# WHAT NEEDS TO BE DONE
Copy out all of the items below, swapping in "a single pin for each instance" wherever "one pin per instance" occurs and keeping every other character the same.

══════════

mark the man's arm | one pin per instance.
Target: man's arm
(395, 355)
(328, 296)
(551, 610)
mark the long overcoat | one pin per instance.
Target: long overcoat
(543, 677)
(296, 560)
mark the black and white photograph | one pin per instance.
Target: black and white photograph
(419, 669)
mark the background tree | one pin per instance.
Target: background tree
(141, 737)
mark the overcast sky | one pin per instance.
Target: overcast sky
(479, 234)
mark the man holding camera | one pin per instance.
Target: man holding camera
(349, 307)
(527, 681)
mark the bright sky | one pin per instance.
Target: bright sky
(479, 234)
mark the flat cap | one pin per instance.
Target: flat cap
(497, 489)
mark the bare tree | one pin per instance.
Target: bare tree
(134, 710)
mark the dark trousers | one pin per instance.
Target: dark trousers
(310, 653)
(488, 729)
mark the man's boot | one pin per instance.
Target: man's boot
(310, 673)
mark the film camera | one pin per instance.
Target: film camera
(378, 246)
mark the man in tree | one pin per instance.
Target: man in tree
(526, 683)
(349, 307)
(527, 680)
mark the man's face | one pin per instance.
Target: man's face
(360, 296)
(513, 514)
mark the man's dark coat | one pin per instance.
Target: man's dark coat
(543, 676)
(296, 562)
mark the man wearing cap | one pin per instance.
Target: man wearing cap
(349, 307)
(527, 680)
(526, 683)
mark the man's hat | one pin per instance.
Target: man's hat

══════════

# TASK SOLUTION
mark the man's arm | a single pin for each instance.
Target: man's arm
(395, 355)
(328, 296)
(551, 610)
mark the long overcoat | a single pin for each instance.
Target: long overcoat
(543, 677)
(296, 560)
mark the black and white photograph | a single pin for each instance.
Target: black and white photograph
(419, 669)
mark the background tree | a single pin for each instance.
Target: background tree
(141, 737)
mark the overcast sky | a single pin for each instance.
Target: overcast sky
(479, 234)
mark the man holding camera | a single pin for each instance.
Target: man holding camera
(349, 307)
(527, 681)
mark the bright sky | a single pin for each instance.
Target: bright sky
(479, 234)
mark the flat cap | a single pin for each instance.
Target: flat cap
(497, 489)
mark the bare tree | a single pin for each instance.
Target: bare tree
(134, 710)
mark the dark trousers | a single pin for each instance.
Target: dark trousers
(310, 653)
(488, 729)
mark the man's boot | a single pin for each instance.
Target: man's boot
(310, 673)
mark the film camera | a single pin for each instance.
Target: film camera
(378, 246)
mark the man in tree | a single pin for each instance.
Target: man in tree
(526, 683)
(349, 307)
(527, 680)
mark the man's face | a single pin for each instance.
Target: man's face
(360, 296)
(513, 514)
mark the man's dark coat | a single pin for each instance.
Target: man's dark coat
(543, 676)
(296, 562)
mark the man wearing cap | a single pin for each instance.
Target: man wearing cap
(349, 307)
(527, 680)
(526, 683)
mark the man's hat | a single pin for each instance.
Target: man's hat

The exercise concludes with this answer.